*** MATERIAL FOR THIS EXERCISE ***

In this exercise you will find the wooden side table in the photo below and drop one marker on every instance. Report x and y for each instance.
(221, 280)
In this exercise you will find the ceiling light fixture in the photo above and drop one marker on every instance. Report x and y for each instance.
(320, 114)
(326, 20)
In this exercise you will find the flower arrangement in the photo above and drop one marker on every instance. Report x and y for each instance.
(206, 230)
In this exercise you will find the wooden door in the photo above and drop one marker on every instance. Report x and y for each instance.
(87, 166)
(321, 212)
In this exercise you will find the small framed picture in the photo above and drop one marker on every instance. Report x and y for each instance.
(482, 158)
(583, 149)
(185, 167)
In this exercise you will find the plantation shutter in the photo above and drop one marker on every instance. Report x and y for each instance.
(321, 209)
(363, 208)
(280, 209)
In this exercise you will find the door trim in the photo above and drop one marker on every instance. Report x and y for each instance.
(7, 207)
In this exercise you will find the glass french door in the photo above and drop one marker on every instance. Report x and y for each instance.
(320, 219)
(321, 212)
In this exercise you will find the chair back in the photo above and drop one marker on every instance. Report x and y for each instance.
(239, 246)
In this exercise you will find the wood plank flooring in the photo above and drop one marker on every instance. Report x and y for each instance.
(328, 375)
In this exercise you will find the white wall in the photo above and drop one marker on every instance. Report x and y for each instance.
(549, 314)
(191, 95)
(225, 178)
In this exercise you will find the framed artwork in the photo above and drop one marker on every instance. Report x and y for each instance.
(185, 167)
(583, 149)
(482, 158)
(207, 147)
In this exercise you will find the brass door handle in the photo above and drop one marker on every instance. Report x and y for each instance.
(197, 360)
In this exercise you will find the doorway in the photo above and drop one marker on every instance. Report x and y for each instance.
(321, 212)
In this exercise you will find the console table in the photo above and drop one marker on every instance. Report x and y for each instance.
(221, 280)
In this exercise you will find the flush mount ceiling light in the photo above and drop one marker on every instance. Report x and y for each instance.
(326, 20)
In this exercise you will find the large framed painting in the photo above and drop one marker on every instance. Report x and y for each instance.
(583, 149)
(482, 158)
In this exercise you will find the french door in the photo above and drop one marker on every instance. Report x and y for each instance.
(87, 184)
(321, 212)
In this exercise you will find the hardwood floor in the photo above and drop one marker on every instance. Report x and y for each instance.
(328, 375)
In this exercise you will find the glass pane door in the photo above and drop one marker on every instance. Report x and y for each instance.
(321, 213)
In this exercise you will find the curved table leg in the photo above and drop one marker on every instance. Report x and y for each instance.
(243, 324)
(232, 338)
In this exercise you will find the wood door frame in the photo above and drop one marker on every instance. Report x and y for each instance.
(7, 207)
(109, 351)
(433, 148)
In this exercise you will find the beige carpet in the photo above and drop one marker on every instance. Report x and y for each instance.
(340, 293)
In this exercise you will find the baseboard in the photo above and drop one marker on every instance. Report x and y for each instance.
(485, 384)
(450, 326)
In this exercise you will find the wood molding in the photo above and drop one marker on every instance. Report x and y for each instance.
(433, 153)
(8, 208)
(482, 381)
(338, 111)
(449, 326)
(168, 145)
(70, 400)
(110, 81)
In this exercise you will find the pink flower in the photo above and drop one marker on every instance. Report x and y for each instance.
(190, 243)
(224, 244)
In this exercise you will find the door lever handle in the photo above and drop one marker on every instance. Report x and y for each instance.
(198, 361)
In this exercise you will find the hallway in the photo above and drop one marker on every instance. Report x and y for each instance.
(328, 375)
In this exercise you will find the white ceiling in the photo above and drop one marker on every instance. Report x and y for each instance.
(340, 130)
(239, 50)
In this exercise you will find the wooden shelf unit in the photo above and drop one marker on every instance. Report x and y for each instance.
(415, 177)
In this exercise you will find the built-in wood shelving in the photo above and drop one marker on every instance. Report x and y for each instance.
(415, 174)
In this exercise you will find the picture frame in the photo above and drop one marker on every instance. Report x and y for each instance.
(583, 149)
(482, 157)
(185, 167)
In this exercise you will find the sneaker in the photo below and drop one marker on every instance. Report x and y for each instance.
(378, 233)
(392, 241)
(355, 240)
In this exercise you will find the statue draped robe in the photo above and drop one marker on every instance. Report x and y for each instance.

*** End of MATERIAL FOR THIS EXERCISE ***

The records above are to be printed out again exactly, without omission.

In this exercise you will find the wooden side table in the photo below and drop one marker on every instance. Report x and y for each instance.
(221, 280)
In this exercise you will find the ceiling light fixture in the photo above and drop one marker on every instance. Report x and y for each instance.
(320, 114)
(326, 20)
In this exercise you will find the flower arrangement in the photo above and drop one marker on every instance. Report x and y for each instance.
(206, 230)
In this exercise you will find the wooden door in the photo above and drop one marker on every instance. Report x and y for each instance.
(87, 166)
(321, 212)
In this exercise you will find the small framed picture in the photo above and drop one marker on every instance. Report x and y for each instance.
(482, 158)
(583, 149)
(185, 167)
In this exercise you will find the plantation shutter in the photo above and drop one marker on every instance. Report x and y for each instance.
(321, 209)
(363, 208)
(280, 209)
In this exercise you will find the door trim in the photo above and drop one marker on every instance. Report x and y for each instance.
(7, 207)
In this exercise you will find the glass french door in the photo above and drop one marker on every instance. Report x and y for each instance.
(320, 219)
(321, 212)
In this exercise you will find the chair back in the photo above and drop one marker on every instance. Report x and y for each instance.
(239, 246)
In this exercise you will find the wood plank flooring in the photo above and drop one marker on every instance. Report x and y for each instance.
(328, 375)
In this exercise you will find the white wall in the photo above and drop one marker on every instance. Report x and y for each instance.
(549, 314)
(191, 95)
(225, 178)
In this exercise you will find the framed artwork in the photo above and drop one marker on every instance. Report x and y for each instance.
(185, 167)
(583, 149)
(482, 158)
(207, 147)
In this exercise you will find the brass door handle in the photo above and drop one marker on every instance. Report x and y for each instance.
(197, 360)
In this exercise you will find the doorway in the photo above and drop one marker on every instance. Report x and y for each instance.
(321, 212)
In this exercise you will find the console table in the photo above and drop one marker on every instance. Report x and y for each instance.
(221, 280)
In this exercise you will find the flush mount ceiling light in the photo above and drop one marker on every instance. Report x and y for each instance.
(326, 20)
In this exercise you will find the large framed painting in the photo above and drop one marker on every instance. Report x and y for each instance.
(583, 149)
(482, 158)
In this exercise you will find the french door in the photo above and drop one marker on every instance. Report x and y for each instance.
(87, 184)
(321, 212)
In this exercise you will find the hardwood floor in the photo above and drop one marker on every instance. Report x and y for each instance.
(328, 375)
In this exercise you will find the glass pane door in the photo above and drop one marker on every instance. Report x and y for each instance.
(321, 213)
In this exercise you will find the curved table leg in the photo above and drop one marker on every instance. Report x and y for each instance.
(243, 324)
(232, 338)
In this exercise you will find the wood door frame in the photo above and drop one marker on every instance. Report x and y for each instance.
(7, 207)
(109, 351)
(433, 148)
In this exercise you will find the beige carpet in the photo above and drop one marker on every instance. Report x and y for each instance.
(340, 293)
In this exercise you will find the baseboard in the photo above and drop one marker on every instance. Report x and y for each instance.
(485, 384)
(450, 326)
In this exercise you will find the wood molding in the photo above and drop one marker on every instance. Report x and y for each instance.
(433, 153)
(8, 208)
(482, 381)
(338, 111)
(449, 326)
(168, 145)
(70, 400)
(110, 81)
In this exercise you will find the pink flower in the photo above and drop one marker on every instance. Report x and y for each instance.
(190, 243)
(224, 244)
In this exercise you will find the door lever handle in the photo above and drop one marker on every instance. Report x and y for each instance.
(198, 361)
In this exercise you will find the hallway in the photo above and drop one marker on every instance. Report x and y for each instance.
(328, 375)
In this exercise you will find the white ceiling in the photo above and drop one marker on every instance. Report x and y for each instance.
(340, 130)
(239, 50)
In this exercise you will find the wooden shelf unit in the photo above and drop one marker on every instance. Report x and y for each instance.
(415, 177)
In this exercise you will find the built-in wood shelving in the photo above and drop one marker on every instance. Report x and y for each instance.
(415, 174)
In this exercise you will find the picture frame in the photo above and drop one marker on every instance. Report x and y for each instance.
(583, 149)
(482, 157)
(185, 167)
In this exercise you will find the sneaker in the photo below and drop one marker on every instance. Report x and y for each instance.
(378, 233)
(392, 241)
(355, 240)
In this exercise you will find the statue draped robe in the photo above and drop one marker on every instance. Report x and y for each instance.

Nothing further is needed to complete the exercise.